─── Available data

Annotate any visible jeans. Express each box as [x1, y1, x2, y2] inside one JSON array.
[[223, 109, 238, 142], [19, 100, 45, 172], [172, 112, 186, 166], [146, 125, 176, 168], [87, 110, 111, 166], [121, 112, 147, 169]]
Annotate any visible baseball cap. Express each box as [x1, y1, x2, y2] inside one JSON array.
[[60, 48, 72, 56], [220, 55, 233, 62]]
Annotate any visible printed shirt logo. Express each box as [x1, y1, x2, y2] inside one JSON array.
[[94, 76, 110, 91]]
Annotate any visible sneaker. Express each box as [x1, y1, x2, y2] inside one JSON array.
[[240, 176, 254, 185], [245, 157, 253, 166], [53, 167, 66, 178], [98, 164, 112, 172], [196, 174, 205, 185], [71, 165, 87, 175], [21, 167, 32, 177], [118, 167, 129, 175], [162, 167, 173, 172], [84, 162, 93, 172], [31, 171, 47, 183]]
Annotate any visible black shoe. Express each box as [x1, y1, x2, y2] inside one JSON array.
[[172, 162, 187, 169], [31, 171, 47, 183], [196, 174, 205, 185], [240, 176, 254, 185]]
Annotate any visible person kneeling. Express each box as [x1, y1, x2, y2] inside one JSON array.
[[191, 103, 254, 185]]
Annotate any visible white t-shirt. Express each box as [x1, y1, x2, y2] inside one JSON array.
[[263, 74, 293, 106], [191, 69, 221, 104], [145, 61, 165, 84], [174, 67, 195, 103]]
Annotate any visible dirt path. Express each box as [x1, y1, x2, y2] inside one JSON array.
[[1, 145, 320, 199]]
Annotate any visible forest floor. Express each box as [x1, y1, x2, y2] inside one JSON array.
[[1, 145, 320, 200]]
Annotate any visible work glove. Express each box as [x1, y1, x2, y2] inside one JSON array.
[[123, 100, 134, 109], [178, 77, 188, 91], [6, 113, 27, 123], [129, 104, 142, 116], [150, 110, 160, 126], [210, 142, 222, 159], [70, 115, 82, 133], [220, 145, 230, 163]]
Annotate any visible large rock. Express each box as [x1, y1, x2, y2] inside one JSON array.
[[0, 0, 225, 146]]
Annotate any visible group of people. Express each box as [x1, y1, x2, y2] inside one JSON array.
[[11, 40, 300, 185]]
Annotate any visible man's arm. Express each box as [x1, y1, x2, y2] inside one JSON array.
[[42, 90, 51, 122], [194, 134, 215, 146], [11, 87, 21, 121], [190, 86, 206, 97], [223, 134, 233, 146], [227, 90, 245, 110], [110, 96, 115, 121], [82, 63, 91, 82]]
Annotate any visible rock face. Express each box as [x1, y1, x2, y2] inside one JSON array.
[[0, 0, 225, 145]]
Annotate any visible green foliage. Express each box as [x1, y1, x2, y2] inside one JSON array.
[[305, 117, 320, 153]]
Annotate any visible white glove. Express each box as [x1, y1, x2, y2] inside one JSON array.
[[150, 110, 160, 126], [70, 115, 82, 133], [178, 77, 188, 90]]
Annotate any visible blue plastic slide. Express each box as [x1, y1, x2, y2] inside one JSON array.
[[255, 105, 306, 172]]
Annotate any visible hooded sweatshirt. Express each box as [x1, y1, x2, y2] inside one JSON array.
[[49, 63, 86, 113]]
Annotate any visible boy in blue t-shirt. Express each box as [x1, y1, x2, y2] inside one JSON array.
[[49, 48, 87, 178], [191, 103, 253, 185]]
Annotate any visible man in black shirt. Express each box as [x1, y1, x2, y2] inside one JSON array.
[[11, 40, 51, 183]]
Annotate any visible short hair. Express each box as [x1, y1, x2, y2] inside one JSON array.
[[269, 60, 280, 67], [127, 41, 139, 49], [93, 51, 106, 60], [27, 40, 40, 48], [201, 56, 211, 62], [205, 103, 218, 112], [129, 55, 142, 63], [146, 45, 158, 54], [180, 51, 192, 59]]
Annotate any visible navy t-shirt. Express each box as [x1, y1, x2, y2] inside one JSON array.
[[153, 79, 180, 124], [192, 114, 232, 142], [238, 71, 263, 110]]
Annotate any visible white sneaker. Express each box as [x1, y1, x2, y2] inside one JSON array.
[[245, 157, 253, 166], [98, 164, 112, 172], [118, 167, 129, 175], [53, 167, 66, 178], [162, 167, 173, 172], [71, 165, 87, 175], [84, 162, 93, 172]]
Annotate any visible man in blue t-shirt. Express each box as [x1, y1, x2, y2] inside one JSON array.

──────

### Work required:
Line by line, transcribe the data exactly.

### Your response:
Annotate any visible jeans. Express each box as [x1, y1, x2, y2] inside one JSON array.
[[223, 109, 238, 142], [19, 100, 45, 172], [172, 112, 186, 166], [146, 125, 176, 168], [87, 110, 111, 166], [121, 112, 147, 169]]
Annotate any visible baseball cap. Express each box as [x1, y1, x2, y2] inside one JSON array.
[[60, 48, 72, 56], [220, 55, 233, 62]]
Annotate any visible printed shirt logo. Express each box as [x1, y1, x2, y2] inside one JSON array.
[[94, 76, 110, 91]]
Annotate any visible sneaker. Express each box as [x1, y1, x2, y2] inside one JSON array.
[[240, 176, 254, 185], [245, 157, 253, 166], [53, 167, 66, 178], [98, 164, 112, 172], [196, 174, 205, 185], [71, 165, 87, 175], [21, 167, 32, 177], [118, 167, 129, 175], [162, 167, 173, 172], [84, 162, 93, 172], [31, 171, 47, 183]]
Annotate any visible black shoe. Express each box as [x1, y1, x2, y2] inside one JSON array.
[[172, 162, 187, 169], [31, 171, 47, 183], [196, 174, 205, 185], [240, 176, 254, 185]]
Annotate any visible person kneeling. Express each box as [x1, y1, x2, y2] inside one JSON array.
[[191, 103, 254, 185]]
Annotate any visible white t-shirt. Express each box as [x1, y1, x2, y2] inside one JSON array.
[[263, 74, 293, 106], [191, 69, 221, 104], [145, 61, 165, 84], [174, 67, 195, 103]]
Annotate any visible dirt path. Express each box as [x1, y1, x2, y2] inside one JSON array.
[[1, 145, 320, 199]]
Annotate any visible forest floor. Express each box as [x1, y1, x2, y2] inside one JSON array.
[[1, 145, 320, 200]]
Annotate any visible work glove. Express each box as [x1, y1, x2, y2] inside one JSON array.
[[123, 100, 134, 109], [178, 77, 188, 91], [6, 113, 27, 123], [129, 104, 142, 116], [150, 110, 160, 126], [210, 142, 222, 159], [70, 115, 82, 133], [220, 145, 230, 163]]
Annotate any visible large rock. Express each box as [x1, y1, x2, y2] inside one JSON array.
[[0, 0, 225, 146]]
Annotate any visible group of people. Express each box as [x1, y1, x2, y2] inside one JSON array.
[[11, 40, 300, 185]]
Annotate any visible man's arm. Express each box as [x1, y1, x2, y2] inside one JSON array.
[[42, 90, 51, 122], [194, 134, 215, 146], [11, 87, 21, 121], [190, 86, 206, 97], [223, 134, 233, 146], [227, 90, 245, 110], [110, 96, 115, 121], [82, 63, 91, 82]]
Annotate any visible rock face. Express each box as [x1, y1, x2, y2] inside one JSON array.
[[0, 0, 225, 145]]
Annotate any visible green foliage. Express each box as [x1, y1, x2, y2] inside one JSON array.
[[305, 117, 320, 153]]
Annotate any visible white glove. Express each box as [x1, y1, x2, y2] inside one JSON array.
[[150, 110, 160, 126], [70, 115, 82, 133], [178, 77, 188, 90]]
Annotate any visible blue plastic slide. Express each box as [x1, y1, x2, y2] inside one JSON array.
[[255, 105, 306, 172]]
Annotate any visible hooded sweatshirt. Express each box as [x1, y1, x2, y2] inside one JSON array.
[[49, 63, 86, 113]]
Annotate any visible boy in blue t-shirt. Express each box as [x1, y1, x2, y2] inside one JSON array.
[[49, 48, 87, 178], [191, 103, 253, 185]]
Annotate any visible man in black shirt. Express each box as [x1, y1, x2, y2] inside one JSON array.
[[11, 40, 51, 183]]
Annotate any visible short hair. Express each box as [x1, y1, x2, y2] inside one JSON array.
[[269, 60, 280, 67], [127, 41, 139, 49], [93, 51, 106, 60], [27, 40, 40, 48], [201, 56, 211, 62], [205, 103, 218, 112], [129, 55, 142, 63], [146, 45, 158, 54], [180, 51, 192, 59]]
Annotate any visible navy t-shirt. Express each box as [x1, y1, x2, y2] inside one JSON array.
[[153, 79, 180, 124], [192, 114, 232, 142], [238, 71, 263, 110]]
Annotate any visible white sneaker. Express each box as [x1, y1, x2, y2] inside one JSON array.
[[245, 157, 253, 166], [98, 164, 112, 172], [118, 167, 129, 175], [53, 167, 66, 178], [162, 167, 173, 172], [71, 165, 87, 175], [84, 162, 93, 172]]
Annotate any visible man in blue t-shirt. Express each box as [x1, y1, x2, y2] inside one JSON array.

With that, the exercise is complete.